### Description of the task:
Produce a verbatim transcription of the records below, beginning at the line containing "Where can you find the dress" and ending at the final line; include only those lines.

### Record excerpts:
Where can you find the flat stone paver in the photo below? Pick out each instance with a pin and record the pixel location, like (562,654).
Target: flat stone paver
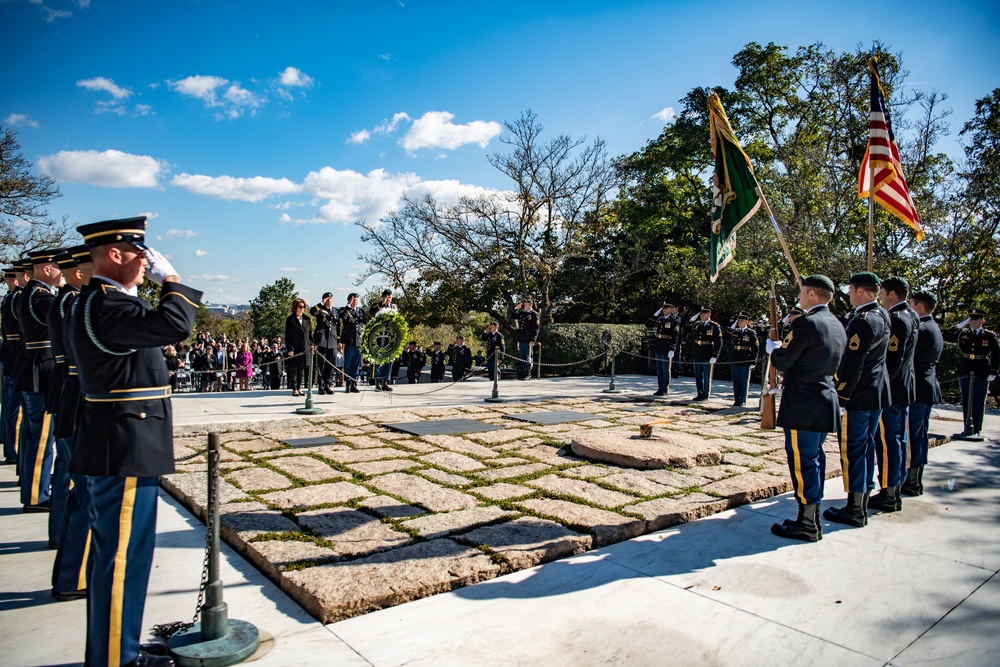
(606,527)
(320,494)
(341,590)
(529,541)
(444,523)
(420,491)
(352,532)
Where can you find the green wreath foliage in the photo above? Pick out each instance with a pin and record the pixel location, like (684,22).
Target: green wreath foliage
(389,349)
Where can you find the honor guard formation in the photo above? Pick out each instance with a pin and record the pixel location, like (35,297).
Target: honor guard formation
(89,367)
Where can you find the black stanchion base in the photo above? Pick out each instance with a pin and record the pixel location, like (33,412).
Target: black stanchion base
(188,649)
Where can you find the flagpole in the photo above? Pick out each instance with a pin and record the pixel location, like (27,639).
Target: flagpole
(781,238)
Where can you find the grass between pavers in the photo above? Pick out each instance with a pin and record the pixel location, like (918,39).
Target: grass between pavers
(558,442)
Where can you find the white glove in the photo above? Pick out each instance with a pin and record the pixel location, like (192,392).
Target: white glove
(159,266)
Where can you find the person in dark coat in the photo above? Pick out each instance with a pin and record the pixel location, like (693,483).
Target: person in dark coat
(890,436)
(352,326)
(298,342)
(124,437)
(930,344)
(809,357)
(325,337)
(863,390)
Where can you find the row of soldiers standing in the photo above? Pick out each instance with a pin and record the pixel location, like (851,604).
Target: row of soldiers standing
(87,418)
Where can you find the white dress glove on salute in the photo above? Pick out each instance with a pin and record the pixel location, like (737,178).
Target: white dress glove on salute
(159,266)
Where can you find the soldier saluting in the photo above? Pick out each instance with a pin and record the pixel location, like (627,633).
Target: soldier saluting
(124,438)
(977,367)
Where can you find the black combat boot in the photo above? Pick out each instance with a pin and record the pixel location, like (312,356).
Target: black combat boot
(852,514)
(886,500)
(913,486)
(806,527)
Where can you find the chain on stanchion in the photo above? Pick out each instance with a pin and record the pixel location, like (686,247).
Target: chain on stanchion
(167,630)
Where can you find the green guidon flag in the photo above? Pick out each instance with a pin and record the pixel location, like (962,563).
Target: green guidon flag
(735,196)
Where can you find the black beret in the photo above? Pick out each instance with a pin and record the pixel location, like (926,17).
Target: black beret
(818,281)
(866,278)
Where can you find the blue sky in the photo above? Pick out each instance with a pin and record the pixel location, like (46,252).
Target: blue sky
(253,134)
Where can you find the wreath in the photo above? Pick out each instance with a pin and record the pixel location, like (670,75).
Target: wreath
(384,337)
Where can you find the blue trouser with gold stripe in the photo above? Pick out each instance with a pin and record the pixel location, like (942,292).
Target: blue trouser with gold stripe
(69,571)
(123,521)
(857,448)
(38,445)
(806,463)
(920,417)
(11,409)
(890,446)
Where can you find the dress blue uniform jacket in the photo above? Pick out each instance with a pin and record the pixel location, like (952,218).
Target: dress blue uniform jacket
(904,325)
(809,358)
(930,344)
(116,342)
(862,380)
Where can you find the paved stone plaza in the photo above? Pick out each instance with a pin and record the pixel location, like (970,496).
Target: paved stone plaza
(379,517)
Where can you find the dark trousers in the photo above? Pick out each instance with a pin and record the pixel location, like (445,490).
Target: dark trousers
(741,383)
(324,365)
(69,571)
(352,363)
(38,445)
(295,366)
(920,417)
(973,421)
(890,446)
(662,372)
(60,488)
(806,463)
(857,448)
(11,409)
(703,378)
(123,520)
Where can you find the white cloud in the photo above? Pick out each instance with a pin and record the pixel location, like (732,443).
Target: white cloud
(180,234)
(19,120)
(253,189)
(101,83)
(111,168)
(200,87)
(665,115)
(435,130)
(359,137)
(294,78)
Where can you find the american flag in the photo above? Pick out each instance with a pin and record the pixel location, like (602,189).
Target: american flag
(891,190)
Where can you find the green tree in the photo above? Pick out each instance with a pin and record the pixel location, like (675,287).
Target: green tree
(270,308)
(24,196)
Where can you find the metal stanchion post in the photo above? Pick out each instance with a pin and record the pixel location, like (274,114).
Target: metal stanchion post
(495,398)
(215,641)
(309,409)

### Solution below:
Where can you find the dress blue uniform jacket in the photo above? Pick out each instance with a pin and record the pixel location, like (952,218).
Target: dress blue uniform jacket
(904,325)
(809,358)
(930,344)
(116,342)
(862,380)
Where can you find the paved stone plaza in the photo above? Pick out each instance with a pin and record the pixel location, like (970,496).
Target: paved stone plaza
(379,517)
Where can you find the dark trousers in the photo above? Pick out each instance with a pin and record the pixel location, like (445,490).
Target: dark trousers
(741,383)
(324,365)
(69,571)
(352,363)
(38,445)
(295,366)
(920,417)
(973,421)
(890,446)
(662,372)
(60,488)
(806,463)
(857,448)
(11,409)
(703,378)
(123,520)
Where can you find the white cloud in the photo above? Pick out each instance with a pin and record the pixel location, like (732,443).
Target: white cloud
(180,234)
(19,120)
(253,189)
(101,83)
(111,168)
(200,87)
(665,115)
(435,130)
(359,137)
(294,78)
Where can you find the american flag in the photo above? Pick out each instance with a pin and record the pixel location, like (602,189).
Target: american flag
(891,190)
Where can you find the green tree in the photo above? Pick out each instance with a pin and record the pixel location, like (675,287).
Target: green tree
(270,308)
(24,196)
Where can you find the metal stanchion post in the photo above? Pick out each instance with a pin and record the pixel location, like (274,114).
Target: metal stanchion post
(495,398)
(215,641)
(309,409)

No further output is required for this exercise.